Instrucciones de trabajo>
- A) Traduce al inglés esta oración del fragmento sobre la Unión Europea: "Lo cierto es que las reglas de la eurozona y de Schengen no están funcionando, y la Unión carece de las políticas presupuestales y migratorias necesarias para afrontar las crisis actuales."
- B) Según el fragmento sobre la Unión Europea, ¿en qué universidad es profesor Pierre Haroche?
- C) Prosigue, por favor, el fragmento sobre la Unión Europea a partir de su última oración.

Fragmento>
== == ==

Como le dijo a SEMANA Pierre Haroche, profesor de Relaciones Internacionales de la Universidad de la Sorbona y especialista en UE y sus instituciones, “la Unión se encuentra en una encrucijada. Por un lado, un nivel relativamente alto de integración en la eurozona o en el área Schengen ha estimulado la interdependencia entre sus miembros. Por el otro, la integración no ha sido lo suficientemente estrecha como para permitirles a sus miembros manejarla con propiedad. Lo cierto es que las reglas de la eurozona y de Schengen no están funcionando, y la Unión carece de las políticas presupuestales y migratorias necesarias para afrontar las crisis actuales”.

== == ==

Datos registrados>

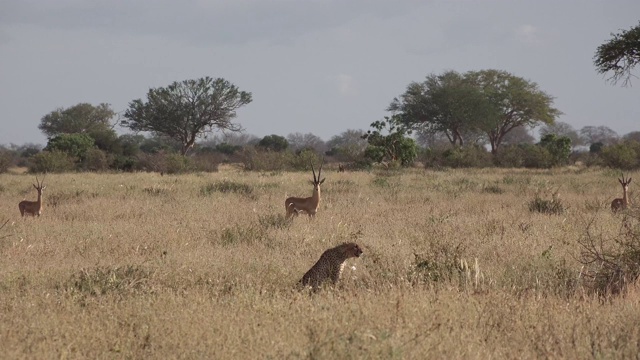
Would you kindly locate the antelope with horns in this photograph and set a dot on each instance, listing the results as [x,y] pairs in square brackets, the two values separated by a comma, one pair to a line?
[33,208]
[295,205]
[622,203]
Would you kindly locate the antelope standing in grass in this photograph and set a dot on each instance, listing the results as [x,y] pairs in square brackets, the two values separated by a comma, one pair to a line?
[295,205]
[622,203]
[33,208]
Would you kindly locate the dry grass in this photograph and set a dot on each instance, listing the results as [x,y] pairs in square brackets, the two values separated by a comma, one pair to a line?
[204,266]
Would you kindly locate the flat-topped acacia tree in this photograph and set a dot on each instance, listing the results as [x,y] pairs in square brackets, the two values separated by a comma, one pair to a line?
[187,110]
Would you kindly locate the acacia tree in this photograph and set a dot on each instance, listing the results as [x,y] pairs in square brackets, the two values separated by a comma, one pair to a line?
[619,55]
[493,102]
[394,147]
[598,134]
[82,118]
[187,110]
[561,129]
[447,104]
[516,102]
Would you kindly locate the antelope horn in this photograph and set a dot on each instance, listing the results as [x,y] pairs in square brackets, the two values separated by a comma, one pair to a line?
[320,170]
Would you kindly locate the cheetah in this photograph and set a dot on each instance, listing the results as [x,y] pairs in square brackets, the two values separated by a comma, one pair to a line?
[330,265]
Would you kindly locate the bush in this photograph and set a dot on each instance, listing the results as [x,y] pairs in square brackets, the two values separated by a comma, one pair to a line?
[5,161]
[621,156]
[177,164]
[611,264]
[125,163]
[543,206]
[227,186]
[75,145]
[466,157]
[51,161]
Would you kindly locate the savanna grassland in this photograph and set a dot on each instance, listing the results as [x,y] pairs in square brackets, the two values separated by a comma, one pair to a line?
[455,266]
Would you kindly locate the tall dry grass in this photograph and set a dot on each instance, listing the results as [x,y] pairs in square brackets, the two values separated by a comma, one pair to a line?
[455,265]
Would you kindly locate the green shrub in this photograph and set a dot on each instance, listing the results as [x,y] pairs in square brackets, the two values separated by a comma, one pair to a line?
[543,274]
[441,264]
[559,147]
[177,164]
[102,281]
[75,145]
[610,263]
[466,157]
[5,161]
[543,206]
[51,161]
[227,186]
[623,156]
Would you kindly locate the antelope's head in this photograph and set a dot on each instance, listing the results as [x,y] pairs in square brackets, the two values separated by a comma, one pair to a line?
[316,180]
[40,185]
[625,183]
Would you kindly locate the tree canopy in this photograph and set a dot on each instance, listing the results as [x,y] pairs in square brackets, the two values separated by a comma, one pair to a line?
[619,55]
[82,118]
[448,104]
[491,102]
[187,110]
[394,147]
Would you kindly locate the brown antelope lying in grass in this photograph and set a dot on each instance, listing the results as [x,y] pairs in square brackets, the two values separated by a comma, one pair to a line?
[33,208]
[622,203]
[295,205]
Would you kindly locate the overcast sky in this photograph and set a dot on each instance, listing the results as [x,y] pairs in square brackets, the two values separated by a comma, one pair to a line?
[318,66]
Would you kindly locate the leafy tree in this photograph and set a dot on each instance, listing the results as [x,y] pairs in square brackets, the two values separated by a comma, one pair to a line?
[395,147]
[274,143]
[558,146]
[518,135]
[187,110]
[74,145]
[82,118]
[516,102]
[432,140]
[447,104]
[130,143]
[619,55]
[598,134]
[560,128]
[491,102]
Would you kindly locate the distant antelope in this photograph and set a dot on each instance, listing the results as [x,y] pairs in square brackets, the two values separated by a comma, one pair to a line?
[622,203]
[295,205]
[33,208]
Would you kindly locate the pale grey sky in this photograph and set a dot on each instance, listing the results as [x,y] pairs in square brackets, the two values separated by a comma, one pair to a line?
[319,66]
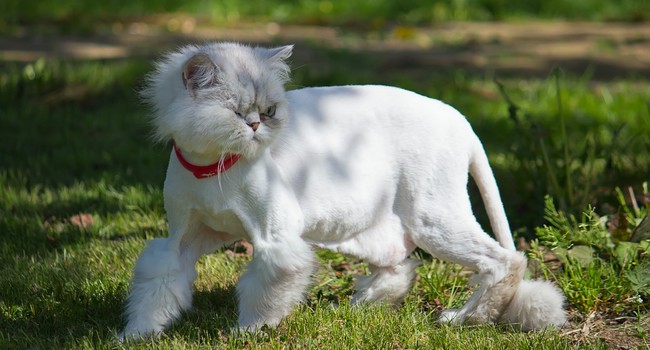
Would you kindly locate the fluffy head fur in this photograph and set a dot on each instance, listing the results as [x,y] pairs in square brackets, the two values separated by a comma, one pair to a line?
[220,98]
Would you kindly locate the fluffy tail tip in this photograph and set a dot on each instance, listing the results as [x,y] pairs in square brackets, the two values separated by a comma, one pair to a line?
[536,305]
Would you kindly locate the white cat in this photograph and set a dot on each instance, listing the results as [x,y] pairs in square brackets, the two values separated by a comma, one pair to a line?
[369,171]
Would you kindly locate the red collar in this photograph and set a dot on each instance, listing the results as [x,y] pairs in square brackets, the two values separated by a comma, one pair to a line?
[203,171]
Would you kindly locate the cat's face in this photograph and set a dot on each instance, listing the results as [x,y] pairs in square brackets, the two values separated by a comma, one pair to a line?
[221,98]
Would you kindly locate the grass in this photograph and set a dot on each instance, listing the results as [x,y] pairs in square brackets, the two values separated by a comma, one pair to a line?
[80,193]
[373,13]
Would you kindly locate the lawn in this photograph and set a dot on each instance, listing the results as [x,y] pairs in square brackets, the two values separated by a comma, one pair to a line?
[81,192]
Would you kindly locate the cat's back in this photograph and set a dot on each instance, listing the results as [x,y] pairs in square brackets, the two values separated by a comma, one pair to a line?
[378,123]
[392,111]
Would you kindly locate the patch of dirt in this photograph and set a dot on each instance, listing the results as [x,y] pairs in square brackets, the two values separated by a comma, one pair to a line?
[607,50]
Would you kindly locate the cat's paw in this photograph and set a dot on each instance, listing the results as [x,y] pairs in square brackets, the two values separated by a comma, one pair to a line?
[137,335]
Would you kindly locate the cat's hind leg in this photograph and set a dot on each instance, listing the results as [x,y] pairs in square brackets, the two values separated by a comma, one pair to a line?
[501,295]
[500,270]
[386,284]
[275,281]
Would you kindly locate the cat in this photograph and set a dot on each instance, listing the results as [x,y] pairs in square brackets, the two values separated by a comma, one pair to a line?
[368,171]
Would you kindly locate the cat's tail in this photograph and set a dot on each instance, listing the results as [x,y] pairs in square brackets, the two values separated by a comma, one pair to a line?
[482,173]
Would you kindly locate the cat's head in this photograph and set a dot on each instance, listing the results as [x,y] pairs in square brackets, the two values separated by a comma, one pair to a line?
[220,98]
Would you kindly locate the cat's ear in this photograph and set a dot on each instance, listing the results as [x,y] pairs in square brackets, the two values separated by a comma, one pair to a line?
[281,53]
[277,61]
[199,72]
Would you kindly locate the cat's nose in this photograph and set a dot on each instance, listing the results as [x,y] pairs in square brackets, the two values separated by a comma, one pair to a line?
[254,125]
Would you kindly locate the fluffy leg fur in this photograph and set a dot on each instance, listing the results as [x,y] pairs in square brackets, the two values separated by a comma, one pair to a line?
[274,282]
[386,284]
[493,295]
[162,281]
[536,305]
[161,289]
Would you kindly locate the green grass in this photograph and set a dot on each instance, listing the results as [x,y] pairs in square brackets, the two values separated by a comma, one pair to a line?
[76,141]
[371,13]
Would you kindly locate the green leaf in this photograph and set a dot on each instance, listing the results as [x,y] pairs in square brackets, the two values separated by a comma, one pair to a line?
[582,254]
[625,252]
[640,279]
[642,231]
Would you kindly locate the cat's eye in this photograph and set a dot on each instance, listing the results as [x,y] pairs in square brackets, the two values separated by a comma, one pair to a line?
[270,112]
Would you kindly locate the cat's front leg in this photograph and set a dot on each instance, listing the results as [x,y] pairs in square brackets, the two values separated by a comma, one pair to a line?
[275,281]
[161,287]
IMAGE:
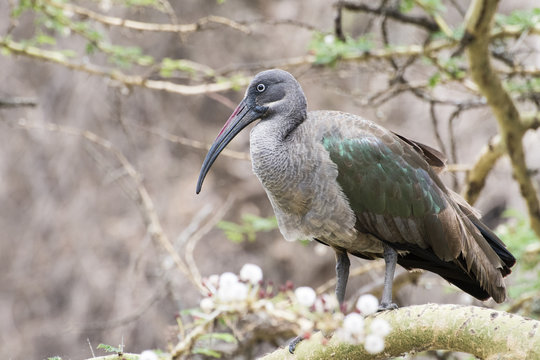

== == ==

Resultados por tarea>
- A) The truth is that the rules of the eurozone and of Schengen are not working, and the Union lacks the budgetary and migration policies needed to face the current crises.

- B) En la Universidad de la Sorbona.

- C)
En semejante contexto, el brexit cobra toda su dimensión, pues una de las exigencias de Reino Unido en la cumbre de Bruselas es justamente que se le excluya de buscar “una unión cada vez más estrecha”. Es decir, que se le permita estar en la UE pero sin revolverse con ella como el resto de los países que la componen. Una aspiración que muchos miembros rechazan, pero que tal vez tendrán que aceptar teniendo en cuenta las consecuencias que tendría la salida de ese país de la Unión. “Semejante posibilidad plantea una crisis existencial. La UE nunca ha perdido un miembro. La eventual salida de Reino Unido no marcaría el final de la Unión, pero sí implicaría un cambio fundamental. Lo mismo podría decirse si Grecia abandona el euro o si se desmontan definitivamente los acuerdos de Schengen. En el pasado la UE ya había atravesado por momentos difíciles, como el fracaso de la Comunidad Europea de Defensa en 1954; la crisis de la silla vacía en 1965, cuando Francia abandonó durante seis meses su posición en la CE; o el fracaso de los referendos sobre la aprobación de la Constitución Europea en 2005. Pero nunca habían estado en riesgo acuerdos de vieja data, que ya estaban consolidados”, dijo en conversación con esta revista Erik Jones, director del Centro de Estudios Europeos de Boloña de la Universidad Johns Hopkins.

Cada vez menos unida

La crisis que afecta a la UE no es nueva ni se debe únicamente a los desaciertos de las autoridades europeas. De hecho, varios factores explican la gravedad de la situación. Como le explicó a SEMANA Jérôme Creel, codirector del Observatorio Francés de Coyunturas Económicas, la crisis financiera mundial que comenzó en Estados Unidos en 2008 provocó una fuerte recesión que llevó, como en el resto del mundo, a que las deudas y los déficits públicos se dispararan. Sin embargo, en Europa el remedio fue peor que la enfermedad, pues se impusieron reformas estructurales demasiado pronto, cuando los países aún no se habían recuperado de la crisis financiera.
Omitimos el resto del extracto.